### Excerpted passage ###

For further information, please contact:
Premier Veterinary Group plc www.premiervetgroup.co.uk
Dominic Tonner, Chief Executive
Officer +44 (0)117 970 4130
Andy Paull, Chief Financial
Officer
WH Ireland Limited (Broker) www.whirelandplc.com
Mike Coe / Chris Savidge +44 (0) 207 220 1666
INTERIM MANAGEMENT REPORT
To the members of Premier Veterinary Group plc
Cautionary statement
This Interim Management Report ("IMR") has been prepared solely
to provide additional information to shareholders to assess the
Group's strategies and the potential for those strategies to
succeed. The IMR should not be relied on by any other party or for
any other purpose.
The IMR contains certain forward-looking statements. These
statements are made by the Directors in good faith based on the
information available to them up to the time of their approval of
this report, but such statements should be treated with caution due
to the inherent uncertainties, including both economic and business
risk factors, underlying such forward-looking information.
This interim management report has been prepared for the Group
as a whole and, therefore, gives greater emphasis to those matters
which are significant to Premier Veterinary Group plc and its
subsidiary undertakings when viewed as a whole.
Introduction
Premier Veterinary Group plc provides its services to third
party veterinary practices through its wholly-owned subsidiary,
Premier Vet Alliance Limited ("PVA"). The Company also operates a
number of wholly-owned overseas subsidiaries to market its services
in the respective country.
The principal activity of the Group is the development,
administration and support of a preventative healthcare programme
for pets branded "Premier Pet Care Plan" ("PPCP"). PPCP is a
structured, monthly payment preventative healthcare programme for
cats, dogs and rabbits covering many of the fixed cost
non-insurable items to help maintain the health and wellbeing of a
pet. The programme facilitates gold standard care for pets at an
affordable price for the pet owner, by way of fixed monthly
payments.
Overview and strategic update
As stated in the Annual Report and Accounts for the year ended
30 September 2019 (the "2019 Annual Report"), the Group's
objectives are to:
-- leverage the success of the PVA business;
-- develop the business through its global strategic partnerships and growing data set;
-- continue to invest in PVA's global transaction platform; and,
-- develop new opportunities for growth.

###

## Work task
Could you extract, word for word, the part of the interim report above that opens with "Overview and strategic" and closes with "opportunities for growth."?

### Extracted records ###

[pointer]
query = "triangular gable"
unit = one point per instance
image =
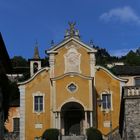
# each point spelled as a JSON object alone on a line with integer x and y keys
{"x": 54, "y": 49}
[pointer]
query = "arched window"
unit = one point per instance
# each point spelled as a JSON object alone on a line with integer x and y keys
{"x": 106, "y": 99}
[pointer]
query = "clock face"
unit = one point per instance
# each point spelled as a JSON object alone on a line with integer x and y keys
{"x": 72, "y": 87}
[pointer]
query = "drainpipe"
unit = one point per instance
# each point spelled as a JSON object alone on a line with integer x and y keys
{"x": 94, "y": 105}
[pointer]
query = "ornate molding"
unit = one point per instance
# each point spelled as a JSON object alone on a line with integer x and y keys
{"x": 72, "y": 60}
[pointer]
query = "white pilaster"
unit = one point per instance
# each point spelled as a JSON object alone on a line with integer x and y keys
{"x": 59, "y": 121}
{"x": 85, "y": 126}
{"x": 91, "y": 119}
{"x": 92, "y": 64}
{"x": 22, "y": 112}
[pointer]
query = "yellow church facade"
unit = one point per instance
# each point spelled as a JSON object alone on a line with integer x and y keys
{"x": 72, "y": 94}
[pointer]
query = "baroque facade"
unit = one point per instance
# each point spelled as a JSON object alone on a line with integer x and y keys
{"x": 72, "y": 94}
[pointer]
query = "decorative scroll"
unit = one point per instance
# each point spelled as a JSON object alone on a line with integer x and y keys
{"x": 72, "y": 60}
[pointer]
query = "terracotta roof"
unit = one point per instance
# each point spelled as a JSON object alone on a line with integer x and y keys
{"x": 126, "y": 70}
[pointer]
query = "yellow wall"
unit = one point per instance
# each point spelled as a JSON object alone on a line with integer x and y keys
{"x": 82, "y": 93}
{"x": 40, "y": 83}
{"x": 12, "y": 113}
{"x": 105, "y": 82}
{"x": 60, "y": 62}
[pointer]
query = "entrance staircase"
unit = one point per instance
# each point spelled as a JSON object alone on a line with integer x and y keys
{"x": 73, "y": 137}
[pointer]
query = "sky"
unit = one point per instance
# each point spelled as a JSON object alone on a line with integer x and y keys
{"x": 111, "y": 24}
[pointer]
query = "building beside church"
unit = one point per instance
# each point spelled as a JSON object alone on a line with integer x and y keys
{"x": 72, "y": 94}
{"x": 5, "y": 67}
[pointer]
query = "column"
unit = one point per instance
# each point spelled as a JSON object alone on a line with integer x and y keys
{"x": 85, "y": 126}
{"x": 91, "y": 119}
{"x": 59, "y": 121}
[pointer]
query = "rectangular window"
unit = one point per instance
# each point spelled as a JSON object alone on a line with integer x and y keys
{"x": 137, "y": 81}
{"x": 106, "y": 101}
{"x": 16, "y": 124}
{"x": 38, "y": 103}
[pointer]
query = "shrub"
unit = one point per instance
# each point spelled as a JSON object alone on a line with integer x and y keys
{"x": 51, "y": 134}
{"x": 93, "y": 134}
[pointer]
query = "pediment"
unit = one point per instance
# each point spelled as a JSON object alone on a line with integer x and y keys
{"x": 72, "y": 41}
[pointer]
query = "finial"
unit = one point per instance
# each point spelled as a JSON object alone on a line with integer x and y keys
{"x": 52, "y": 43}
{"x": 72, "y": 32}
{"x": 36, "y": 52}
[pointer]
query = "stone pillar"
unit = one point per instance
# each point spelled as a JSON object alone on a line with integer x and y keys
{"x": 91, "y": 119}
{"x": 85, "y": 124}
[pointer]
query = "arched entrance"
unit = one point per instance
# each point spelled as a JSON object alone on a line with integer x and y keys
{"x": 72, "y": 118}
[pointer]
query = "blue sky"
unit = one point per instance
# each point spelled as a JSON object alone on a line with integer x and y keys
{"x": 111, "y": 24}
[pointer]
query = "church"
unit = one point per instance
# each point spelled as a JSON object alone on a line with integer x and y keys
{"x": 72, "y": 94}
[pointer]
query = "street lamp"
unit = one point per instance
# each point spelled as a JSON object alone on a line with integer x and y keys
{"x": 108, "y": 107}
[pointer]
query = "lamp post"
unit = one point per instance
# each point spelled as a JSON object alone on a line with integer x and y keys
{"x": 100, "y": 102}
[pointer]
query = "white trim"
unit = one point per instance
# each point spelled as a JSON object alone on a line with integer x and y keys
{"x": 69, "y": 85}
{"x": 115, "y": 77}
{"x": 38, "y": 93}
{"x": 32, "y": 62}
{"x": 111, "y": 95}
{"x": 74, "y": 56}
{"x": 92, "y": 64}
{"x": 29, "y": 80}
{"x": 72, "y": 99}
{"x": 52, "y": 50}
{"x": 22, "y": 112}
{"x": 13, "y": 122}
{"x": 72, "y": 74}
{"x": 90, "y": 94}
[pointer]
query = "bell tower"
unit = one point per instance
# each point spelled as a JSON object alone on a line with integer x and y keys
{"x": 35, "y": 63}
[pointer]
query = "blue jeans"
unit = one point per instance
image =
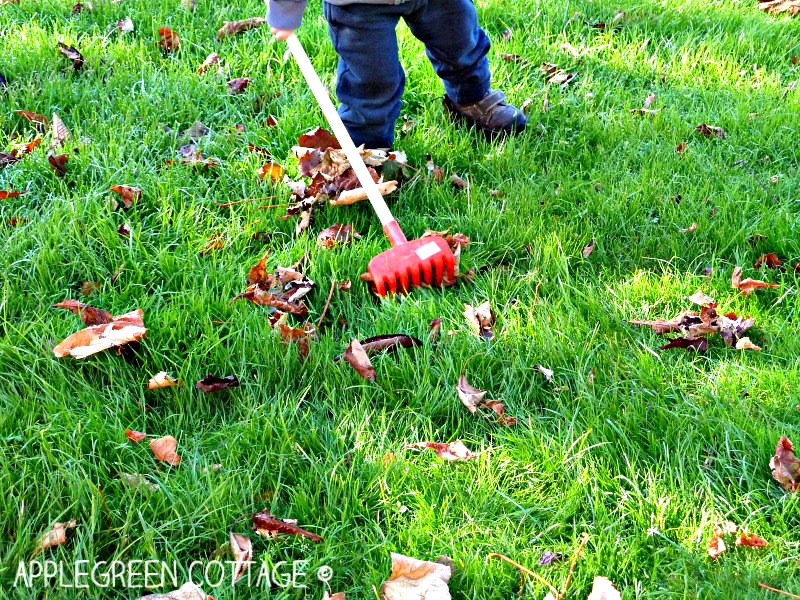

###

## Exercise answer
Overview and strategic update
As stated in the Annual Report and Accounts for the year ended
30 September 2019 (the "2019 Annual Report"), the Group's
objectives are to:
-- leverage the success of the PVA business;
-- develop the business through its global strategic partnerships and growing data set;
-- continue to invest in PVA's global transaction platform; and,
-- develop new opportunities for growth.